Gastroenterologia

Exame protoparasitológico de fezes: coleta, técnicas e orientações | Colunistas

Exame protoparasitológico de fezes: coleta, técnicas e orientações | Colunistas

Compartilhar
Imagem de perfil de Comunidade Sanar

O exame parasitológico de fezes (EPF) é de suma importância na clínica médica, considerando que as parasitoses intestinais são um problema de saúde pública de alta prevalência no Brasil. A solicitação do EPF, diante de suspeita de uma parasitose intestinal durante anamnese detalhada e exame físico minucioso, pode diagnosticar com antecedência as doenças parasitárias e evitar a progressão da patologia para formas mais complicadas, além de evitar a realização de procedimentos invasivos.

O EPF é uma ferramenta diagnóstica barata e prática, que pesquisa diferentes formas parasitárias eliminadas nas fezes, porém a escolha do método de exame e a habilidade do profissional responsável implicam diretamente na eficiência do resultado.

            Fatores que influenciam na prevalência brasileira das parasitoses incluem precariedade no saneamento básico, condições sociais, econômicas, educacionais, climáticas e hábitos de higiene inadequados. Deve-se considerar ainda que nem todos os casos são diagnosticados e notificados corretamente, o que nos faz acreditar que os números das enteroviroses no país podem ser ainda maiores. As duas tabelas a seguir apresentam os principais helmintos e protozoários parasitas intestinais, respectivamente, encontrados no Brasil.

Tabela 1: Principais helmintos parasitas intestinais do homem no Brasil.

Fonte: Sanarflix.

Tabela 2: Principais protozoários parasitos intestinais do homem no Brasil.

Fonte: Sanarflix.

Exame protoparasitológico de fezes (EPF)

            O EPF tem como objetivo a identificação de ovos e larvas de helmintos, e oocistos, cistos e trofozoítos de protozoários. Pode ser dividido em 3 fases para melhor entendimento: fase pré-analítica, fase analítica e fase pós-analítica.

□ □ □ □ □ □ □

#### [COMO RESOLVER]
Continue o texto acima sobre o exame parasitológico de fezes a partir da última frase apresentada.

Entradas de dados armazenados
□ □ □ □ □ □ □

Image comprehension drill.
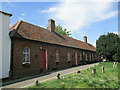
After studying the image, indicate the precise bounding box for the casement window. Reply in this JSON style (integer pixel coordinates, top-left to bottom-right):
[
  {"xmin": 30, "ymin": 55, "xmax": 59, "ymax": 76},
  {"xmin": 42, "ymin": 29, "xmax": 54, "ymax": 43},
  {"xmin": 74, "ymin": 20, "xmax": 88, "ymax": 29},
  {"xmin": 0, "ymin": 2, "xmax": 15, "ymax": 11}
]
[
  {"xmin": 89, "ymin": 54, "xmax": 91, "ymax": 61},
  {"xmin": 80, "ymin": 53, "xmax": 82, "ymax": 60},
  {"xmin": 23, "ymin": 47, "xmax": 30, "ymax": 64},
  {"xmin": 67, "ymin": 52, "xmax": 70, "ymax": 61},
  {"xmin": 86, "ymin": 53, "xmax": 88, "ymax": 60},
  {"xmin": 92, "ymin": 54, "xmax": 94, "ymax": 60},
  {"xmin": 56, "ymin": 50, "xmax": 60, "ymax": 62}
]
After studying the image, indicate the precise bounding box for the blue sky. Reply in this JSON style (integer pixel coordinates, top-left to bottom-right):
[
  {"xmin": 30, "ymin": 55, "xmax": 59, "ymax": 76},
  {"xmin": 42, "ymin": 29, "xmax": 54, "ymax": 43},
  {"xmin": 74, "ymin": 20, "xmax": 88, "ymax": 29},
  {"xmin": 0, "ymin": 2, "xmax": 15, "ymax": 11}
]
[{"xmin": 2, "ymin": 1, "xmax": 118, "ymax": 45}]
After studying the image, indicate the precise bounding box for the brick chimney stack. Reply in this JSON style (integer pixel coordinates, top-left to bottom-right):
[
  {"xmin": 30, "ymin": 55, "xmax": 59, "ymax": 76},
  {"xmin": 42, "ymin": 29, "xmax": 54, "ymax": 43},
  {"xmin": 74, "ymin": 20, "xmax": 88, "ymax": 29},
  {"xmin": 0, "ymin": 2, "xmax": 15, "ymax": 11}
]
[
  {"xmin": 48, "ymin": 19, "xmax": 55, "ymax": 32},
  {"xmin": 84, "ymin": 36, "xmax": 87, "ymax": 43}
]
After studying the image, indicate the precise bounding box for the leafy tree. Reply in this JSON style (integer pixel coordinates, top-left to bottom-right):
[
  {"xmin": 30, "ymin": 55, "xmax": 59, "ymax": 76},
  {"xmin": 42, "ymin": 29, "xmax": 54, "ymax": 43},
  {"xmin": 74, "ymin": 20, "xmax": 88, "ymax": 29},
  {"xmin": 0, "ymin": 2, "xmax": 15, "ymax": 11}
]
[
  {"xmin": 96, "ymin": 33, "xmax": 120, "ymax": 61},
  {"xmin": 55, "ymin": 25, "xmax": 71, "ymax": 36}
]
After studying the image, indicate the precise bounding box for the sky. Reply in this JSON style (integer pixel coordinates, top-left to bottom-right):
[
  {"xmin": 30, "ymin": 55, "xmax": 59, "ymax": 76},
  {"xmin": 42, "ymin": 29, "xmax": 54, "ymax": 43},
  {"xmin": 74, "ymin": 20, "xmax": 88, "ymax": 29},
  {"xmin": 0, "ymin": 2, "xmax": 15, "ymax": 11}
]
[{"xmin": 1, "ymin": 0, "xmax": 118, "ymax": 46}]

□ □ □ □ □ □ □

#### [RESPOSTA AO EXERCÍCIO]
Fase pré-analítica

            A fase pré-analítica inicia-se com a solicitação do exame pelo médico e inclui a requisição correta, a orientação do paciente para coleta das fezes, o transporte para o laboratório e o cadastramento da amostra fecal. O EPF é constituído por vários métodos empregados de acordo com a solicitação médica, o que torna importante uma interação médico-laboratório na requisição do exame. Quando informado qual o parasito a ser pesquisado, de acordo com a hipótese diagnóstica mais provável, e o método a ser utilizado, o médico direciona o laboratório na execução dos métodos mais indicados para a situação.

Coleta da amostra de fezes

A coleta das fezes possui relação direta com a qualidade do exame e eficiência no resultado. A defecação deve ser realizada em um recipiente seco e limpo, com posterior transferência de parte das fezes recolhidas de diferentes porções do bolo fecal para o frasco próprio. O frasco fornecido deve ter boca larga, boa vedação e capacidade aproximada de 50 mL. Não se deve coletar fezes eliminadas no solo ou vaso sanitário, pois inviabilizam o exame devido à contaminação da amostra e consequente alteração no resultado. A quantidade coletada deve ser de 10 mL, e o armazenamento varia de acordo com as características das fezes:

  • Fezes líquidas podem ser armazenadas por até 1 hora.
  • Fezes sólidas podem ser armazenadas por até 24 horas.

            Além disso, a amostra não deve ser congelada, e o paciente deve identificar o frasco com seu nome completo, data e hora da coleta. Dependendo do método utilizado, pode ser solicitado ainda fezes frescas ou em conservante, ou mais de uma amostra fecal (amostras múltiplas ou seriadas). Quando utilizado, o conservante dispensa o uso da geladeira.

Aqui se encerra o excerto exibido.